• 掲載テキスト:
秋田のいいとこ 旅で出会った、ローカルスタンダード

編集・文:矢吹史子 写真:高橋希

長く、白く、みずみずしく。三関せりの根っ子にあるもの。

2020.02.05

湯沢市の伝統野菜「三関みつせきせり」。白くて長い根と、大きな葉が特徴で、秋田名物「きりたんぽ鍋」の具材としても欠かせない食材です。最近では「仙台セリ鍋」のブームも手伝って、三関のセリにも注目が高まってきています。

1月。この、三関せりを栽培をしている農家「加敬かけい農園」を訪ねました。収穫のピークは毎年12月で、少し落ち着いている時期とのこと。

迎えてくださったのは、加藤智子さん。お父さんの敬悦けいえつさん、お母さんの光子さんとともに、加敬農園を営んでいます。

三関は、さくらんぼの産地としても有名で、加敬農園では、さくらんぼとせりを中心に、米やりんごも栽培しているとのこと。

早速、せりを育てているビニールハウスへ案内していただきます。

超過酷!三関せりの収穫現場へ

——うわ〜!せりがぎっしり!! 三関のせりが大好物なので、現場を見られて感激です!

智子さん
智子さん
ありがとうございます! 葉っぱが大きかったり、香りが良かったりという今のせりの特徴は、先祖から受け継がれてきたものなんですよ。

父の話によると、昔、川のへりにおがっていた(育っていた)せりを、三関の人たちが採ってきて、そこから良いものを選別して繁殖させていって……というのを繰り返して、今に至るようなんです。
智子さん
智子さん
お客さんからも「よそのせりとは香りが違うし、よそのはこんなに根っ子も長くない」って言っていただけて、嬉しいんですけどね〜……。

• 処理用レコード:
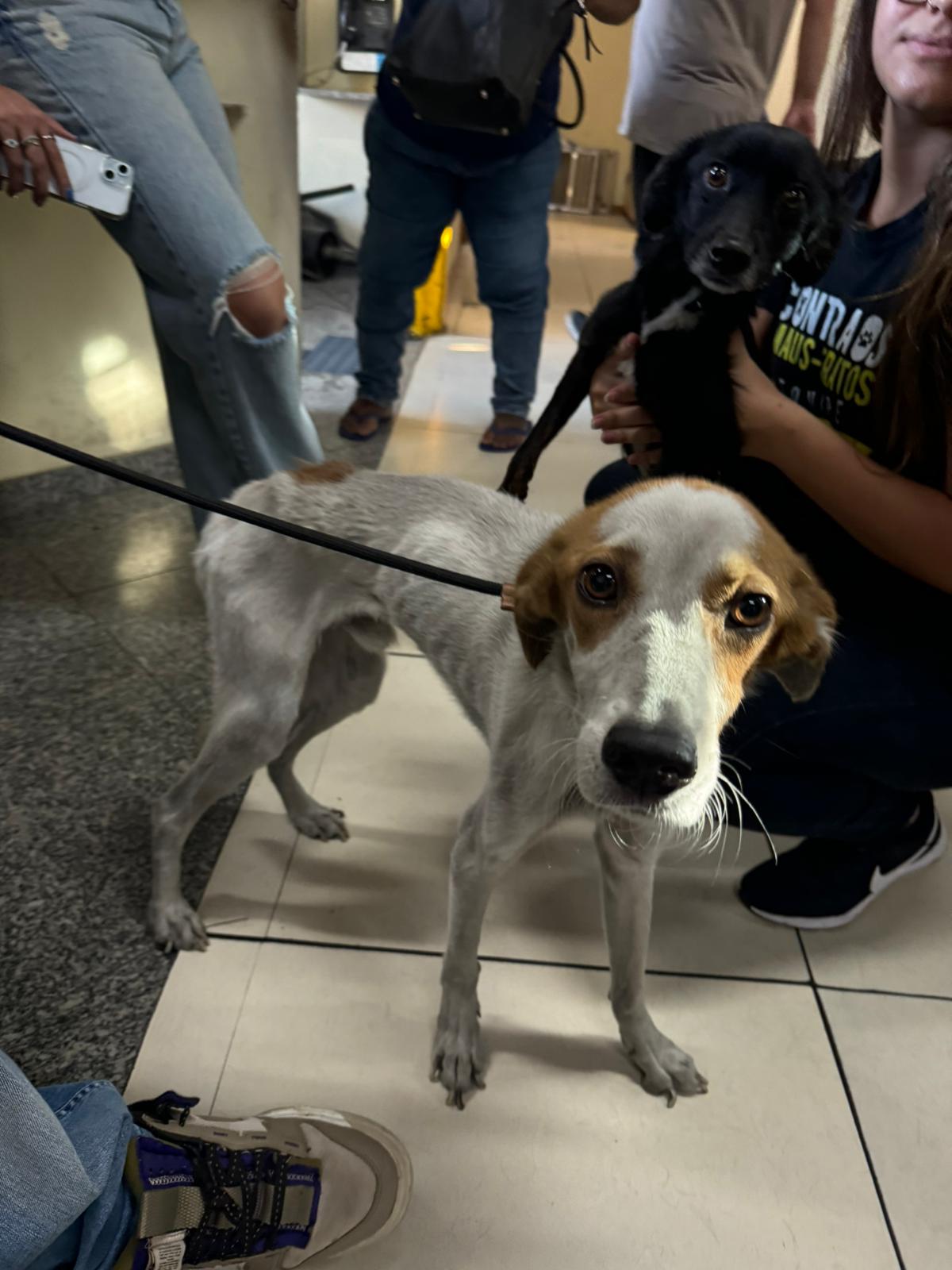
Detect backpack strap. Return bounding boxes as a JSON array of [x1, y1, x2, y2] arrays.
[[556, 48, 588, 132]]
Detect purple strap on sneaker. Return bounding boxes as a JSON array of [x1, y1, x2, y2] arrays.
[[127, 1130, 321, 1270]]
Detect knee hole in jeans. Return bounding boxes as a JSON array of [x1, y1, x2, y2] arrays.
[[225, 256, 288, 339]]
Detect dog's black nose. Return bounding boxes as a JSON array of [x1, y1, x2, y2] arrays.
[[601, 722, 697, 802], [708, 243, 750, 277]]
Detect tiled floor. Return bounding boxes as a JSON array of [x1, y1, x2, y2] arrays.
[[125, 220, 952, 1270]]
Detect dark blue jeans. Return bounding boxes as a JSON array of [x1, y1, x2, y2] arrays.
[[585, 461, 952, 842], [357, 106, 560, 415]]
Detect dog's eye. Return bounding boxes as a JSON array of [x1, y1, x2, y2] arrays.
[[579, 564, 618, 605], [727, 592, 773, 630]]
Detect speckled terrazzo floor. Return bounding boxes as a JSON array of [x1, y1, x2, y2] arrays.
[[0, 275, 416, 1087]]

• やること:
(1) 三関せりの記事について、次の問いに答えてください。
(a) 加敬農園での三関せりの収穫のピークは毎年何月ですか?
(b) 加敬農園では、さくらんぼとせりのほかに何を栽培していますか?
(c) 智子さんの話では、昔、三関の人たちはせりをどこから採ってきたのですか?
(2) レコードのうち「Detect tiled floor.」を含む行から最後の行までを、両端を含めて1行も省かずに書き出してください。その際、回答にあるバウンディングボックス座標の数値をすべて2.05倍に拡大し、四捨五入で整数にしてください(0.5は切り上げ)。

• 課題別の解答:
(1)
(a) 12月
(b) 米とりんご
(c) 川のへり

(2)
Detect tiled floor. Return bounding boxes as a JSON array of [x1, y1, x2, y2] arrays.
[[256, 451, 1952, 2604]]
Detect dark blue jeans. Return bounding boxes as a JSON array of [x1, y1, x2, y2] arrays.
[[1199, 945, 1952, 1726], [732, 217, 1148, 851]]
Detect dog's eye. Return bounding boxes as a JSON array of [x1, y1, x2, y2] arrays.
[[1187, 1156, 1267, 1240], [1490, 1214, 1585, 1292]]
Detect speckled terrazzo floor. Return bounding boxes as a JSON array of [x1, y1, x2, y2] arrays.
[[0, 564, 853, 2228]]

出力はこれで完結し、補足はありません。